Exercise instructions:
1. In the text on race and disparate outcomes below, list everything its final paragraph says most supporters of AA believe it helps to counteract.
2. Extend the text on race and disparate outcomes below with a further passage that follows on from its final sentence.

Text excerpt:
Presumably, something to do with identifying oneself as black. Sweet probably thinks those it’s largely do to those three things I quote from him above.

Yes, this is what I mean. And whether “confounding variables” can be normalized or not, I don’t believe they actually have been. I think this is an absolutely monumental task, and would require something on the order of the fertilization-to-adulthood robot-biosphere “experiment” I’ve outlined.

You’re free to suspect whatever you want. Based on the biases you’ve shown, I’m free to believe that your suspicions have little to do with reality.

I believe most people who support race-based AA do not believe in the “genetic explanation” for disparate outcomes, so I do not share your concern. I believe most people who support AA believe that it helps to counteract the weight of systemic and historic discrimination, as well as continuing racism in society- not any sort of genetic difference.

Entries shown:

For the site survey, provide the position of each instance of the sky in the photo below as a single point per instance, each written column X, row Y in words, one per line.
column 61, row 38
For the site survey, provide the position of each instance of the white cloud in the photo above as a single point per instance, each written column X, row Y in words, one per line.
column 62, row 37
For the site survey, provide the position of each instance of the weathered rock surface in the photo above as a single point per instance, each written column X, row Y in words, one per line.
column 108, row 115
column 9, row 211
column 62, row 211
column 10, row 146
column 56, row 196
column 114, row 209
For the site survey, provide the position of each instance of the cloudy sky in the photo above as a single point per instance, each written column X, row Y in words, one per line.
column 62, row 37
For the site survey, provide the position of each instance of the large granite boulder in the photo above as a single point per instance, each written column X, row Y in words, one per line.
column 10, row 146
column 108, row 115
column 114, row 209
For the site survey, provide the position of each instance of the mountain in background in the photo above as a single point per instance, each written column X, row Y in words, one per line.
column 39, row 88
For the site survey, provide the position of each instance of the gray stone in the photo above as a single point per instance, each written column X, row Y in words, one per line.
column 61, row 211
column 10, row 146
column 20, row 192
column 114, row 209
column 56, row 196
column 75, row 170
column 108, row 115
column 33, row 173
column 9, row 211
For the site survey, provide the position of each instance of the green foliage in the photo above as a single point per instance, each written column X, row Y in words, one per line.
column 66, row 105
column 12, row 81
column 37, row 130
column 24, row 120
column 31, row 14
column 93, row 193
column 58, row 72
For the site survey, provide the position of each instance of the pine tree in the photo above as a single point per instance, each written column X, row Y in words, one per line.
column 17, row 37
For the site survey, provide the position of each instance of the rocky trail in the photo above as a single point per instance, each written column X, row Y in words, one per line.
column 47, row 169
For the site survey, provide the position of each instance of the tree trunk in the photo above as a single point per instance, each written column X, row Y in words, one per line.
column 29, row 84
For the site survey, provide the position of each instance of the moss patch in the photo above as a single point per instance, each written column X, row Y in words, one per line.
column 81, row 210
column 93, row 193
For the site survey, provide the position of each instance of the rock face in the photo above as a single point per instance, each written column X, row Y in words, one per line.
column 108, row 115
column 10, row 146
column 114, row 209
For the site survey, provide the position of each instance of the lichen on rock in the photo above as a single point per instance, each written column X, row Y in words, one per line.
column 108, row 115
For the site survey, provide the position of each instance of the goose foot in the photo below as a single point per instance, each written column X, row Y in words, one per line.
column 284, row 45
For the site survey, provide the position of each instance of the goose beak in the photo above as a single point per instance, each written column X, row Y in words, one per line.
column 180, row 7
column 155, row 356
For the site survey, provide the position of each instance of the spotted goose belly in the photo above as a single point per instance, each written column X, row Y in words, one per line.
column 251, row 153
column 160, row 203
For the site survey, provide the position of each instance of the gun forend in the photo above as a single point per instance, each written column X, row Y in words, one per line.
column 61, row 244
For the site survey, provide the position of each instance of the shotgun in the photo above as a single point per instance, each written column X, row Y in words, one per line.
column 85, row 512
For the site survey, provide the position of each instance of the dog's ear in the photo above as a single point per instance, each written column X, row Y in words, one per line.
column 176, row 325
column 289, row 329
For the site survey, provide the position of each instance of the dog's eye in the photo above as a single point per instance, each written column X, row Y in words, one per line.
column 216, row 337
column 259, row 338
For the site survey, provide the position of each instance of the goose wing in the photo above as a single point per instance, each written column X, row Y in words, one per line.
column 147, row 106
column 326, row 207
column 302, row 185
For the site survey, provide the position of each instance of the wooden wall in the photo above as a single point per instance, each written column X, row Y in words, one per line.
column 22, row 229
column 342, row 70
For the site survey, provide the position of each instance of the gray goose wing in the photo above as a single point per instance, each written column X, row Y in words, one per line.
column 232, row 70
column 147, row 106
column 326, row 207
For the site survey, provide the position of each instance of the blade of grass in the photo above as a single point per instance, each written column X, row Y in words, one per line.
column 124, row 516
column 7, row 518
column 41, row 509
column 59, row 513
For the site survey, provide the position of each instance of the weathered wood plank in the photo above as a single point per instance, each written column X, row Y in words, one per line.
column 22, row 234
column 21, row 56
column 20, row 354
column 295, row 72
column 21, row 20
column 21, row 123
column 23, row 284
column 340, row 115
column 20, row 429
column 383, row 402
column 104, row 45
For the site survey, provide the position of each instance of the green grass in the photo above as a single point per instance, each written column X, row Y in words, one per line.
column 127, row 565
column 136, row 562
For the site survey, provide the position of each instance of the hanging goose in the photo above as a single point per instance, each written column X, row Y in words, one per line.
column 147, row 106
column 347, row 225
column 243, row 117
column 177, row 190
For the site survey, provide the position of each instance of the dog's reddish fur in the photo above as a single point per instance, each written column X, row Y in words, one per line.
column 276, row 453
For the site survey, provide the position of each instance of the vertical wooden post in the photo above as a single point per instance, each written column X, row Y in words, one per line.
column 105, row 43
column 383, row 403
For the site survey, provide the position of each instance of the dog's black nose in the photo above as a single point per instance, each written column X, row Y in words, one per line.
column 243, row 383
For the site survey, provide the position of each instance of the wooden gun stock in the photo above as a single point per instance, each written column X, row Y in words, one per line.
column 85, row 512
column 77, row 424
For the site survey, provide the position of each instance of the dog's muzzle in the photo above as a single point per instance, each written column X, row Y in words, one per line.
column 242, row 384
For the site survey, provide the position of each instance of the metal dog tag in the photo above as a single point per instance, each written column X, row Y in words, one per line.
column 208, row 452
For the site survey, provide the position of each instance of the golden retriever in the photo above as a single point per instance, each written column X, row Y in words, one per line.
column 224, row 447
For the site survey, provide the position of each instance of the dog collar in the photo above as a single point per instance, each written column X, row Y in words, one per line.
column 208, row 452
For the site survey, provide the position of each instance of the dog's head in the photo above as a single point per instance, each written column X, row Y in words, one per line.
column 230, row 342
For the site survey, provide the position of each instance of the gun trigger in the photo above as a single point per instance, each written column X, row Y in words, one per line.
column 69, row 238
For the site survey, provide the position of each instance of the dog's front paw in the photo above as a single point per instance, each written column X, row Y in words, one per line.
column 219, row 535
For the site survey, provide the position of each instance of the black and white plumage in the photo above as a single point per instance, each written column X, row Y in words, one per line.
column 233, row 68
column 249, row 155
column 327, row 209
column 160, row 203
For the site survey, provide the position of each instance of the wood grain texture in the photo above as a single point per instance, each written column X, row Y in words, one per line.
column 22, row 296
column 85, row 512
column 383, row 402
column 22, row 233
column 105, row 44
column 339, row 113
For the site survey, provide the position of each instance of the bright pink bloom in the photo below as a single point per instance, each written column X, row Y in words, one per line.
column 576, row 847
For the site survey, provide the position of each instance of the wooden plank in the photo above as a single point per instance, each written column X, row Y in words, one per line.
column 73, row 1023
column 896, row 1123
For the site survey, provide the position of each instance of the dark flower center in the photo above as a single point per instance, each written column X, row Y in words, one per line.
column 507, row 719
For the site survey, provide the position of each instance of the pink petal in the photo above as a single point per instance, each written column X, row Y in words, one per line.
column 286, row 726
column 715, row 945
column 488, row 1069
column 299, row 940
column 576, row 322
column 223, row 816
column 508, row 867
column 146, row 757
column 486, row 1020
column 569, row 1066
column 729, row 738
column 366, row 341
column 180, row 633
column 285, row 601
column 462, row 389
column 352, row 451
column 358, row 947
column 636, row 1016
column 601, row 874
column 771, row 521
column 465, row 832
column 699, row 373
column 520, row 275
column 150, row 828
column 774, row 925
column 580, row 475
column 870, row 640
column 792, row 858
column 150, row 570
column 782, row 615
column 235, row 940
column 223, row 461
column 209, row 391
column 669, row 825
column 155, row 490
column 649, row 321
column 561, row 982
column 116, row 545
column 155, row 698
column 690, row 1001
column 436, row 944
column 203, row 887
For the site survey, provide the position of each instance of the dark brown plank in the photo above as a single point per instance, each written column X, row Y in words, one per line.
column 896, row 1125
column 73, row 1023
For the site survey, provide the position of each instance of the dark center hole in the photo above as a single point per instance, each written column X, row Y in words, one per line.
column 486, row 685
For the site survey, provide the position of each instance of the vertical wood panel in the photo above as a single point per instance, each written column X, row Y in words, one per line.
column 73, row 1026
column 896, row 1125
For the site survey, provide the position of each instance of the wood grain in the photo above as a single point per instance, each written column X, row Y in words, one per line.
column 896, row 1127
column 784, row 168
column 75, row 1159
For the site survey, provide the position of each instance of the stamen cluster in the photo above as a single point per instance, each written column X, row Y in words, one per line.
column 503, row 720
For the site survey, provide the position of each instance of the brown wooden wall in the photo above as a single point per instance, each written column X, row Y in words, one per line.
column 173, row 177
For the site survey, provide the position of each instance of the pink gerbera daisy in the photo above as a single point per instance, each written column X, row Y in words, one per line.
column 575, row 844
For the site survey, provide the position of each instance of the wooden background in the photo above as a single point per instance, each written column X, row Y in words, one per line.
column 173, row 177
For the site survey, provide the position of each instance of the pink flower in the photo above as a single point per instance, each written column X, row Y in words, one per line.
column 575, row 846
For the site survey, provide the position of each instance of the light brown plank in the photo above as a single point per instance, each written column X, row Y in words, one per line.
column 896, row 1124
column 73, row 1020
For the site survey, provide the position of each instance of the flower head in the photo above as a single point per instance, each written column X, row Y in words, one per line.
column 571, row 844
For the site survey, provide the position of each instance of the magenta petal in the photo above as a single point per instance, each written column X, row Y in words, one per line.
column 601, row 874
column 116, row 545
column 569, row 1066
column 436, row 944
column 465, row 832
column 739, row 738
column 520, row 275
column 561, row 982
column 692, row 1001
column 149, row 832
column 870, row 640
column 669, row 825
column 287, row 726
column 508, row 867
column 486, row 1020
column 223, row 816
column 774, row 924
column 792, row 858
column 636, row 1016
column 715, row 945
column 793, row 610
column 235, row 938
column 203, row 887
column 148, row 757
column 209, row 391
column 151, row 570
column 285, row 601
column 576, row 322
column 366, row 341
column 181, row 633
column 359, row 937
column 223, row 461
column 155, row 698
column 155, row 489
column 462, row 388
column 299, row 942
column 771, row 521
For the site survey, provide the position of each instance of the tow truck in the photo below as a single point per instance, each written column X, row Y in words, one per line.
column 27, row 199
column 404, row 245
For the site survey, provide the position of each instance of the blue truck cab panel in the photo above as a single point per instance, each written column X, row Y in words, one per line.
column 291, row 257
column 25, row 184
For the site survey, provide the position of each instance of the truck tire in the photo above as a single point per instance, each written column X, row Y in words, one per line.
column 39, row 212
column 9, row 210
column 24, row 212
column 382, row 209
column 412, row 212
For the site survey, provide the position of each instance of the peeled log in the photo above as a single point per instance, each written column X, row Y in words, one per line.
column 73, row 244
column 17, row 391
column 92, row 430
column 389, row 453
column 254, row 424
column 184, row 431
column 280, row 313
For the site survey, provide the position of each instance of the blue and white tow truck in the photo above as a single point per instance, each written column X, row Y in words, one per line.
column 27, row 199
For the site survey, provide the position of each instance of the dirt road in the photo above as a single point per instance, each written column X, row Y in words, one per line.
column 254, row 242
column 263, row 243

Expected outputs:
1.
- Systemic discrimination
- Historic discrimination
- Continuing racism in society

2.
The word race is not truly what a person’s skin color is,to me there is only one Race, and that is the Human race. Perhaps because we put people in different catagories then it is okay to see them as inferior or suprerior? I am sorry you didn’t understand my reply, I felt it was. Who decided what one calls race? Wasn’t it used as an excuse to have a reason to look down on people or maybe think some are better than others? There is good and bad in all people, we all make mistakes. Some are born into families that have more oppertunities etc. but that is(in my opinion) no reason to judge them as worse, or better than me, or others.

I have lived by and worked with people of most colors of skin,nationalities,etc. I found them to be no different in goodness. some had oppertunity to an education , live in good neighborhoods come from good and abusive families but I feel they enriched my life.

Except of course, when it would serve a Leftist agenda to distinguish between different races.

Perhaps . . . so what?

Lol, perhaps that made sense in your head?

Good for you, congratulations on your wonderful life experiences.

The reason I find these unpersuasive is not just that they are so soft. If we look at historically black universities (in which these sorts of cultural pressures should be diminished), we see scores that are worse than for black students at integrated universities (as, for example, MCAT or LSAT scores).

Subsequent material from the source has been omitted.